━━━━━ GIVEN DATA
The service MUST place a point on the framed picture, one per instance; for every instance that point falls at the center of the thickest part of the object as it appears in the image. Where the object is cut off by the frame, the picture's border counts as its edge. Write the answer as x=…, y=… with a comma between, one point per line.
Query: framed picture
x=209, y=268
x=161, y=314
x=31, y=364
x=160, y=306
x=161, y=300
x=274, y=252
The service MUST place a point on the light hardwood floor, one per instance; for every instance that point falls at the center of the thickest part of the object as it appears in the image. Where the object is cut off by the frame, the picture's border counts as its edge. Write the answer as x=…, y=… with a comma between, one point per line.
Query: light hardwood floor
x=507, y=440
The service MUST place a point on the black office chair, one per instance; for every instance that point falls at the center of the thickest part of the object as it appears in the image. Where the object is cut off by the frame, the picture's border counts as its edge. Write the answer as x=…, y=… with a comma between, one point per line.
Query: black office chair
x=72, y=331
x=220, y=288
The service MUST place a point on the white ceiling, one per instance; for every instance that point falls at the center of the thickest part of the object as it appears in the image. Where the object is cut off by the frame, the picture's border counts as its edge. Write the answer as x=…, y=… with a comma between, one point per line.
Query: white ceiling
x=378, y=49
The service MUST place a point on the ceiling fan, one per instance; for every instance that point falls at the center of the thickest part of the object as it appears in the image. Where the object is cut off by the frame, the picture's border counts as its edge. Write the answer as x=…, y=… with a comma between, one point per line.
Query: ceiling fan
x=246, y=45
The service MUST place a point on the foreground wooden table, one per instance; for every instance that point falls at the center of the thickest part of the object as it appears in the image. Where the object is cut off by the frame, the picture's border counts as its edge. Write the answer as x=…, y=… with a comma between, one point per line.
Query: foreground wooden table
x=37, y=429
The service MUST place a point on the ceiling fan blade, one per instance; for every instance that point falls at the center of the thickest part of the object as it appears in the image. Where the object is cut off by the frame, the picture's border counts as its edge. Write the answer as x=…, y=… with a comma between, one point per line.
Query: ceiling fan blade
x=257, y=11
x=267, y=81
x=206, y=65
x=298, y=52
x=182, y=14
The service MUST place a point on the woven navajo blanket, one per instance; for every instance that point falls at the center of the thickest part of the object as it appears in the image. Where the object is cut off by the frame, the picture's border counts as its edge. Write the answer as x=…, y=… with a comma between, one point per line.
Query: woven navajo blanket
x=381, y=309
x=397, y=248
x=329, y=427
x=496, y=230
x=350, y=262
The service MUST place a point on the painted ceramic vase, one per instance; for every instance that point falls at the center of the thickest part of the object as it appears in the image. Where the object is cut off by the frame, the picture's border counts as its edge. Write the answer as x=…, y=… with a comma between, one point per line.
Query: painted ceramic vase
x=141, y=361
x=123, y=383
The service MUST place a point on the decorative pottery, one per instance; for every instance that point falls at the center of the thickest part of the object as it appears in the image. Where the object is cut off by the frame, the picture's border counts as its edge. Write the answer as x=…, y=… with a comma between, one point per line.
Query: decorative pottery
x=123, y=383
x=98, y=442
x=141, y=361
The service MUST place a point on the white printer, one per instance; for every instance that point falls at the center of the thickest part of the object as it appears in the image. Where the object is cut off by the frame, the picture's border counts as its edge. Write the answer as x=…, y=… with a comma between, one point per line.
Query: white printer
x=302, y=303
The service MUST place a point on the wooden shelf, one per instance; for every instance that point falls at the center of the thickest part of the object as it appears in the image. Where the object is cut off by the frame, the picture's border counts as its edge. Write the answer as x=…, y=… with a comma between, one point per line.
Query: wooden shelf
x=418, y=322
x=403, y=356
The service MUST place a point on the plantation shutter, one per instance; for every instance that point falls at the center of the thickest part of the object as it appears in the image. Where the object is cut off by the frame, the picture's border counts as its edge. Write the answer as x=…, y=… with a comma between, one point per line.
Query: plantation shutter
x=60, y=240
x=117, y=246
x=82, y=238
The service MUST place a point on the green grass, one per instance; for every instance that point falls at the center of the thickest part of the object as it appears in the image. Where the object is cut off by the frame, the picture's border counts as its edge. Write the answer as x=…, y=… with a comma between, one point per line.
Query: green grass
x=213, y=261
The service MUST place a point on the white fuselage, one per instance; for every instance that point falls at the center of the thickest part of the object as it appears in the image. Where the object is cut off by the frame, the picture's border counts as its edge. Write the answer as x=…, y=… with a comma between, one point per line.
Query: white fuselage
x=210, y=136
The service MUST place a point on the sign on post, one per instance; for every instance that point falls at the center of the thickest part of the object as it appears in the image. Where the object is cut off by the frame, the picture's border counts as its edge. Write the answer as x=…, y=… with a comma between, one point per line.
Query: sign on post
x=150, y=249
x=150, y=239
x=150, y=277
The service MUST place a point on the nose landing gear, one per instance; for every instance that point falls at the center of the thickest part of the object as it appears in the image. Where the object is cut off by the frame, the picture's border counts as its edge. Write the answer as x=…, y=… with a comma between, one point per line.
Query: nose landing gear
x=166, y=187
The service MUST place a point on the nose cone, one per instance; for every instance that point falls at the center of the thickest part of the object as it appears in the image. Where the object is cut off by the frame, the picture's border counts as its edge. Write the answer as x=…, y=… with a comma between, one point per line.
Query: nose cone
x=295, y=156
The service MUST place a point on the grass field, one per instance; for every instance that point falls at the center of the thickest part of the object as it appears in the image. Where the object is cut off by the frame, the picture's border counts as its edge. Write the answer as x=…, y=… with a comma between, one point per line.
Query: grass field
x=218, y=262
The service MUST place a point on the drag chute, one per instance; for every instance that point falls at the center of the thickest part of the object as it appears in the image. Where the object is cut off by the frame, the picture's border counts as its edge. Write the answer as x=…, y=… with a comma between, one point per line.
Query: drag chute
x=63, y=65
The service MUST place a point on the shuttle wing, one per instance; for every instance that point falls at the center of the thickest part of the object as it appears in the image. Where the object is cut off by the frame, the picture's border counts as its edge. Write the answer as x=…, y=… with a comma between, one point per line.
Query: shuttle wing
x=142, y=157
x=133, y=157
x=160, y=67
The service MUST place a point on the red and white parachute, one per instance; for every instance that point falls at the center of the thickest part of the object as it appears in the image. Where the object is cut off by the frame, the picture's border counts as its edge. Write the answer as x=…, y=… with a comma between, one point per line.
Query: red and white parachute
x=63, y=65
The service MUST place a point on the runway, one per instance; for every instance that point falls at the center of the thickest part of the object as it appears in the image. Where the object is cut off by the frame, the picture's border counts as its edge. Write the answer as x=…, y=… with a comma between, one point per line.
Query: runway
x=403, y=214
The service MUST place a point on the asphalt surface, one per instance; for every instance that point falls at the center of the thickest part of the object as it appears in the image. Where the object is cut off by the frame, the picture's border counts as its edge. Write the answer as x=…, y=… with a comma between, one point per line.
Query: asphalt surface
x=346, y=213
━━━━━━━━━━
Copy the lines above without any change, starting at the line that contains "The service MUST place a point on the asphalt" and ending at the last of the lines.

The service MUST place a point on the asphalt surface, one per instance; for every instance that point falls at the center of the thickest part of the object as it appears in the image. Where the object is cut off by the frame, the picture's border counts as its edge. Write the answer as x=…, y=… with a comma between, one point per line.
Query: asphalt surface
x=346, y=213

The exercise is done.